▶ [GIVEN EXERCISE]
Repeat the lines of the listing below word for word. Begin at the line that contains "path occupy? State the bounding box.", and stop after the line that contains "[0,0,964,844]".

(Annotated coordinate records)
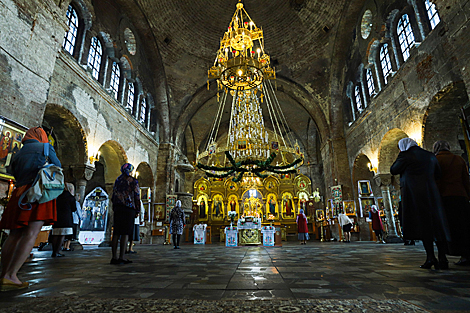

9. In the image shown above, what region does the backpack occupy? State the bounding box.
[18,143,65,210]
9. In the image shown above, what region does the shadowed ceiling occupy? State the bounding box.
[116,0,356,161]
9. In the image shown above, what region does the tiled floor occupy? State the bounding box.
[0,242,470,312]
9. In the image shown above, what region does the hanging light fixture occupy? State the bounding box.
[196,2,303,181]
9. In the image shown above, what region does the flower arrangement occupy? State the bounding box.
[227,211,237,224]
[0,197,10,207]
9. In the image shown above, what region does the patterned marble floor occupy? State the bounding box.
[0,241,470,312]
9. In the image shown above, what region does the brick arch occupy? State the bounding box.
[423,81,469,152]
[98,140,127,184]
[42,103,88,167]
[136,162,154,189]
[378,128,408,173]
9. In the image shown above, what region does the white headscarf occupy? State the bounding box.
[398,138,418,152]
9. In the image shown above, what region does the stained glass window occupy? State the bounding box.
[397,14,415,61]
[354,86,364,112]
[109,62,121,100]
[62,5,78,55]
[139,98,147,124]
[424,0,441,29]
[366,68,375,96]
[126,83,135,111]
[88,37,103,80]
[380,44,392,84]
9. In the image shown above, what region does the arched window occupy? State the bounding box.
[109,62,121,100]
[366,68,375,97]
[62,5,78,55]
[139,98,147,124]
[397,14,415,62]
[424,0,441,29]
[380,43,392,84]
[88,37,103,80]
[354,85,364,113]
[126,83,135,112]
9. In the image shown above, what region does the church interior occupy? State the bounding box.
[0,0,470,312]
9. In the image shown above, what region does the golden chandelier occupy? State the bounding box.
[207,3,276,91]
[196,0,303,181]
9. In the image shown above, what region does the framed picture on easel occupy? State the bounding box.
[343,200,356,216]
[357,180,374,197]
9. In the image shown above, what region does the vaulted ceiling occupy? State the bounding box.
[116,0,364,161]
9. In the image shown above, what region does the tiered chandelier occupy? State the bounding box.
[197,0,303,181]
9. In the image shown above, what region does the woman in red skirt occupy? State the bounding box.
[0,127,61,291]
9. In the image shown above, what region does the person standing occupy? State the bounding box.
[51,183,77,258]
[126,200,145,254]
[170,200,185,249]
[296,209,309,245]
[0,127,61,291]
[433,140,470,265]
[62,194,83,251]
[369,204,385,243]
[110,163,140,264]
[338,213,353,242]
[390,138,451,269]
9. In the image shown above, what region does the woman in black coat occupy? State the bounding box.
[390,138,450,269]
[51,183,77,258]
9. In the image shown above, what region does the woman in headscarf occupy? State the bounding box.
[110,163,140,264]
[338,212,353,243]
[433,140,470,265]
[0,127,61,291]
[369,204,385,243]
[296,209,309,245]
[390,138,450,269]
[170,200,185,249]
[51,183,77,258]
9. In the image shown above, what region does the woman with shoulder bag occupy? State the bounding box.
[0,127,61,291]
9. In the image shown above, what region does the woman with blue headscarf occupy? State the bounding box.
[110,163,140,264]
[296,209,309,245]
[170,200,184,249]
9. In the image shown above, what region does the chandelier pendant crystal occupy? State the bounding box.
[196,2,304,181]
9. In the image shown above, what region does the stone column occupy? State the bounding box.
[374,173,403,243]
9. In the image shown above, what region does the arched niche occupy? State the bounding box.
[352,154,376,197]
[42,104,88,169]
[98,140,127,185]
[378,128,408,173]
[350,154,380,216]
[423,82,469,154]
[136,162,153,188]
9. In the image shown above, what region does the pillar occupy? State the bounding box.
[374,173,403,243]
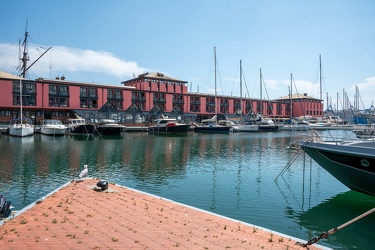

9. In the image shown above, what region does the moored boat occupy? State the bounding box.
[301,140,375,196]
[257,117,283,132]
[66,118,95,135]
[148,117,190,134]
[40,119,66,135]
[8,118,34,137]
[195,115,233,134]
[96,119,126,135]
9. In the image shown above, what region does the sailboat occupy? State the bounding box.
[257,69,282,132]
[8,22,51,137]
[195,47,233,134]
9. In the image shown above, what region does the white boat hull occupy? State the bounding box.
[238,125,259,132]
[40,127,66,135]
[9,124,34,137]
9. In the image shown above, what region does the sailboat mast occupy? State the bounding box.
[259,69,263,115]
[319,55,323,109]
[20,27,29,78]
[290,73,298,121]
[214,47,217,119]
[240,60,242,115]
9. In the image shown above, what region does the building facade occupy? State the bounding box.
[0,72,323,124]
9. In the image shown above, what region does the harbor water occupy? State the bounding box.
[0,130,375,249]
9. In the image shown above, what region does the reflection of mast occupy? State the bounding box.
[210,166,217,211]
[236,164,241,209]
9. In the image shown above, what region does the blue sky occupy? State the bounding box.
[0,0,375,109]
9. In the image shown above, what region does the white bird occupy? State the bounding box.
[79,165,89,179]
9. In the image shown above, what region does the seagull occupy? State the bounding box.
[79,165,89,180]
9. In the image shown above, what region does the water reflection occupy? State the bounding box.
[0,131,369,249]
[296,191,375,249]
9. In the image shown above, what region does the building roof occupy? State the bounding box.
[0,70,20,80]
[122,72,187,83]
[275,93,320,101]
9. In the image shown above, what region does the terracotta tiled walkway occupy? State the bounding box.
[0,179,328,250]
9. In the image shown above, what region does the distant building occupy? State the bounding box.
[0,71,323,124]
[275,93,323,118]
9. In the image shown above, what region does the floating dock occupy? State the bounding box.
[0,179,328,249]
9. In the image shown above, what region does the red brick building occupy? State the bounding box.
[0,71,323,123]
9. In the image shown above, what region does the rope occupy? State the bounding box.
[296,207,375,248]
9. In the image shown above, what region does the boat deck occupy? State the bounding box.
[0,179,327,249]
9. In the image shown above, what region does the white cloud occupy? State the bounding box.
[350,76,375,109]
[0,44,148,80]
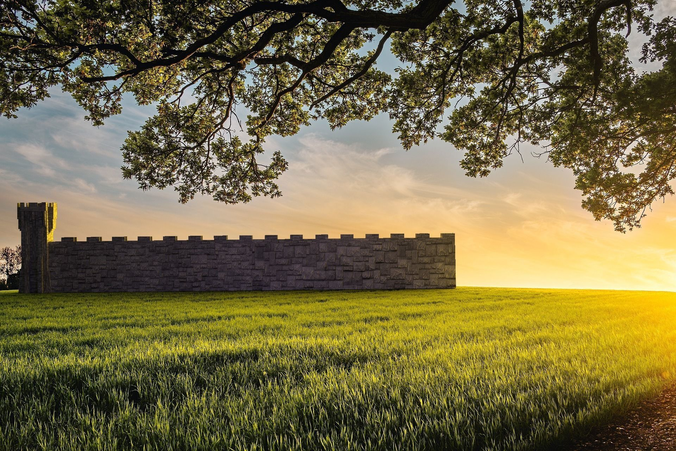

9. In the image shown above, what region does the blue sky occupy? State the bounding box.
[0,2,676,291]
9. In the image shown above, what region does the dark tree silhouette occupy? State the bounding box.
[0,0,676,231]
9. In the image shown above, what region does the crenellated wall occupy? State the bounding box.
[19,206,456,292]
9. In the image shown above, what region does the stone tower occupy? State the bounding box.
[17,202,56,293]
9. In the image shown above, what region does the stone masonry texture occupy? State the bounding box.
[17,202,56,293]
[22,202,456,293]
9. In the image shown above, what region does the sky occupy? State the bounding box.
[0,0,676,291]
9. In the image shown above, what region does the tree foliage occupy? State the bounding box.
[0,246,21,281]
[0,0,676,230]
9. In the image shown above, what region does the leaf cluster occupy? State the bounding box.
[0,0,676,226]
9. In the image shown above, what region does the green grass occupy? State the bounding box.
[0,288,676,450]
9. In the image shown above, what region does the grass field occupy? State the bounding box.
[0,288,676,451]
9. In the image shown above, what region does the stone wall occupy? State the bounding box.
[20,201,456,292]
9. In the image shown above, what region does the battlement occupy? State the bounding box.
[18,203,456,292]
[54,233,455,243]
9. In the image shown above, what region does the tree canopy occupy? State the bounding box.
[0,0,676,231]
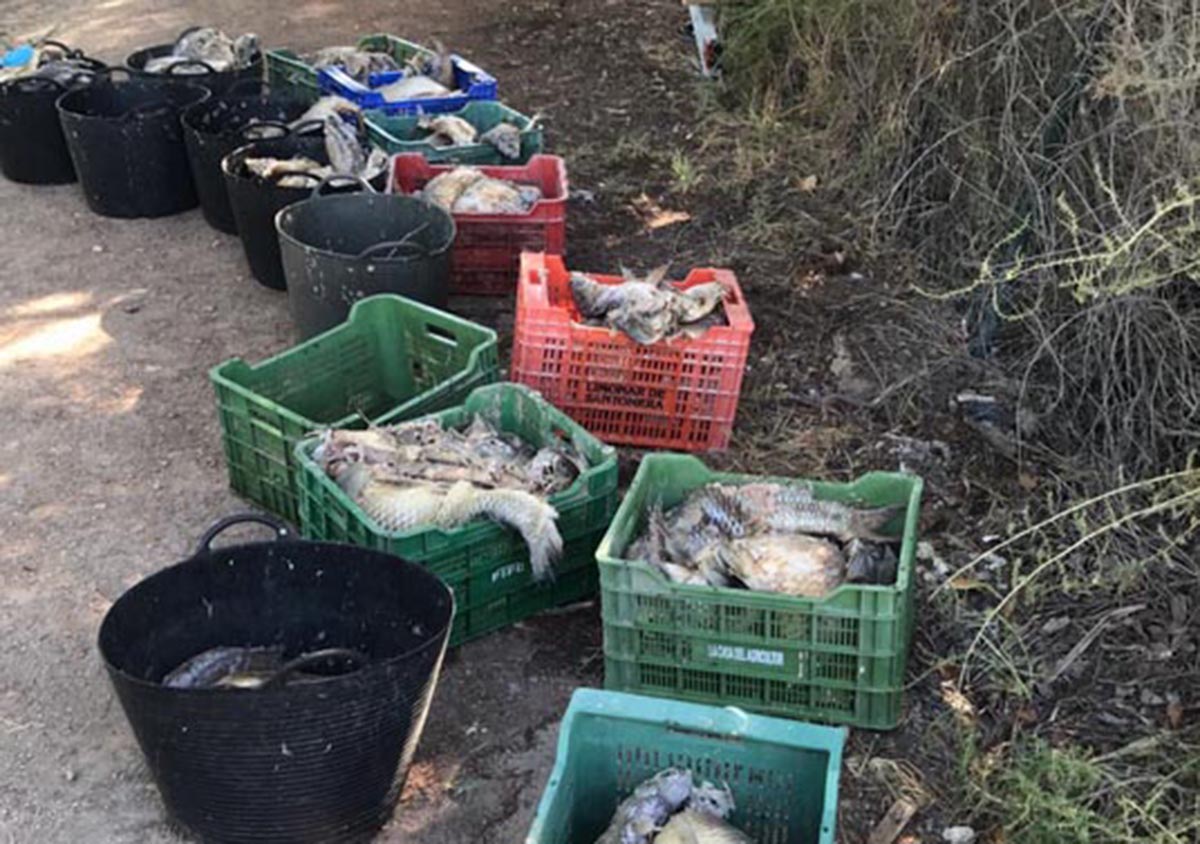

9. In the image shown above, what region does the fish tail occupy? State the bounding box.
[850,504,905,543]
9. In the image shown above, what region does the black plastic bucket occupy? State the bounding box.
[58,68,209,217]
[125,43,263,96]
[100,516,454,844]
[0,50,104,185]
[275,176,455,340]
[184,80,308,234]
[221,124,388,291]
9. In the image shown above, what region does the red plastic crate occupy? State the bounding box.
[509,252,754,451]
[391,152,566,295]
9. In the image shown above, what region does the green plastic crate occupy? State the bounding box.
[296,383,617,645]
[526,689,846,844]
[209,294,498,523]
[596,454,923,730]
[266,34,434,96]
[364,100,542,164]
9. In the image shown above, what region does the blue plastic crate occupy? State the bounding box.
[317,55,497,114]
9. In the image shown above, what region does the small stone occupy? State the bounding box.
[942,826,974,844]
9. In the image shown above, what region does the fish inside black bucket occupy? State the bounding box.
[162,646,367,689]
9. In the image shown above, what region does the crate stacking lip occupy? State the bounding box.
[524,689,846,844]
[596,454,923,730]
[510,252,754,451]
[295,383,617,645]
[209,294,499,523]
[266,34,497,105]
[364,100,542,164]
[390,152,568,295]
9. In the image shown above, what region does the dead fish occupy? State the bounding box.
[162,646,283,689]
[452,176,541,214]
[337,463,563,580]
[654,808,754,844]
[288,94,362,128]
[728,484,904,543]
[416,114,479,146]
[479,122,521,158]
[676,281,728,323]
[595,768,692,844]
[374,76,451,102]
[421,167,484,211]
[308,47,401,83]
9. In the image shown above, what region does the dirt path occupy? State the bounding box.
[0,0,690,844]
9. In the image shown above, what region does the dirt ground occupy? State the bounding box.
[0,0,964,844]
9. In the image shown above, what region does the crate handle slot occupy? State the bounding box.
[425,323,458,347]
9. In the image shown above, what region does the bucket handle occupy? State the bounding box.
[258,647,371,689]
[288,118,325,134]
[238,120,292,143]
[164,59,217,76]
[359,223,430,261]
[312,173,376,197]
[194,513,292,557]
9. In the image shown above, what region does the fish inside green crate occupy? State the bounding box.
[626,483,900,598]
[594,768,752,844]
[143,26,258,76]
[313,415,587,580]
[570,267,728,346]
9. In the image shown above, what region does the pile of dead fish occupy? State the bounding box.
[421,167,541,214]
[416,114,521,158]
[595,768,754,844]
[143,26,258,74]
[628,483,901,598]
[313,415,587,579]
[308,42,457,102]
[571,267,728,345]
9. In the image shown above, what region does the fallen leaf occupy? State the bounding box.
[1166,695,1183,730]
[866,797,917,844]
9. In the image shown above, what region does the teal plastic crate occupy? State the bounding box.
[596,454,923,730]
[209,294,499,523]
[364,100,542,164]
[266,34,436,97]
[296,383,617,645]
[526,689,846,844]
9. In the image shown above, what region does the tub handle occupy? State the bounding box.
[288,118,325,134]
[164,59,217,76]
[358,223,430,261]
[312,173,376,197]
[194,513,292,557]
[258,647,371,689]
[238,120,292,143]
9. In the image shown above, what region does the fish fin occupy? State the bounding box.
[850,504,905,543]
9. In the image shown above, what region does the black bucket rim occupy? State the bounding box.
[54,78,212,122]
[96,514,457,699]
[124,40,266,84]
[180,88,304,143]
[276,192,458,264]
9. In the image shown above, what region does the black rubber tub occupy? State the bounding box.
[58,68,209,217]
[221,124,388,291]
[0,49,104,185]
[100,516,454,844]
[275,176,455,340]
[125,43,263,96]
[184,80,308,234]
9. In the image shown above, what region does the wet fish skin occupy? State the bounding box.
[718,533,846,598]
[654,808,754,844]
[162,646,283,689]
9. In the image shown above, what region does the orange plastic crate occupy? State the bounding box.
[391,152,568,295]
[510,252,754,451]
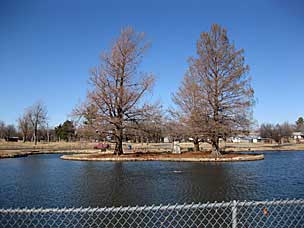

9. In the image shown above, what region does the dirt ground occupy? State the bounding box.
[0,141,304,158]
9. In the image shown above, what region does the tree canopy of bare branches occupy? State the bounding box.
[74,28,154,155]
[17,112,32,142]
[25,102,47,144]
[174,24,254,156]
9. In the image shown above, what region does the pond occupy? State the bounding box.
[0,151,304,208]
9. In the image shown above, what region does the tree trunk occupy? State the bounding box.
[211,138,222,157]
[34,129,37,145]
[193,139,199,151]
[114,129,123,155]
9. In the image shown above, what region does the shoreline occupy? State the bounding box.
[60,152,264,162]
[0,143,304,159]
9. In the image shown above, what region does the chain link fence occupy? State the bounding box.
[0,200,304,228]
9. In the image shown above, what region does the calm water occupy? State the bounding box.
[0,152,304,208]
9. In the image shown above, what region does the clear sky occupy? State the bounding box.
[0,0,304,126]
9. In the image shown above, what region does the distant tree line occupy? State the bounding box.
[259,117,304,143]
[0,24,304,157]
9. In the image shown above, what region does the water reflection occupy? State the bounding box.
[0,152,304,207]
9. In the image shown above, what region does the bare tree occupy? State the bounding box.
[4,124,17,140]
[188,24,254,156]
[26,102,47,145]
[0,120,5,139]
[18,112,32,142]
[295,117,304,133]
[74,28,154,155]
[170,74,206,151]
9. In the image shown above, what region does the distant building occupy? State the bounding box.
[6,137,19,142]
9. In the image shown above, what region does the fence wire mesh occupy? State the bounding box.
[0,200,304,228]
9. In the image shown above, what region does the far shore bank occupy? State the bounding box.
[60,152,264,162]
[0,142,304,159]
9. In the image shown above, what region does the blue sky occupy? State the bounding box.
[0,0,304,126]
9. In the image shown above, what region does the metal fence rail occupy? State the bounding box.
[0,199,304,228]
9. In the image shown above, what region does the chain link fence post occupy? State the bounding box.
[231,200,237,228]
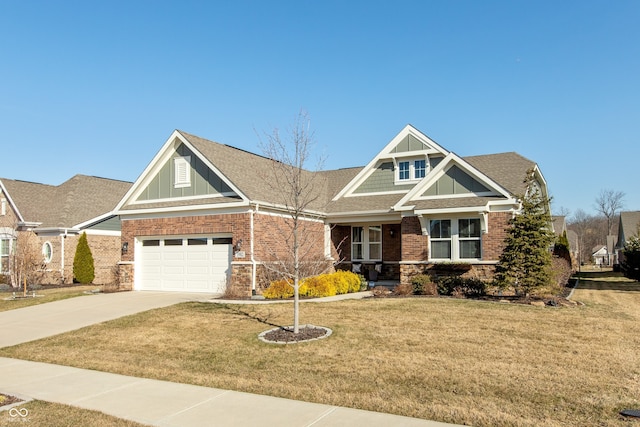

▶ [SOLVED PROBLEM]
9. In the image shown above, what region does the dirt path occupy? State the bounding box.
[0,0,690,844]
9. In the image shown above, what region does the dirt ground occupy? State the bounding box.
[0,0,964,844]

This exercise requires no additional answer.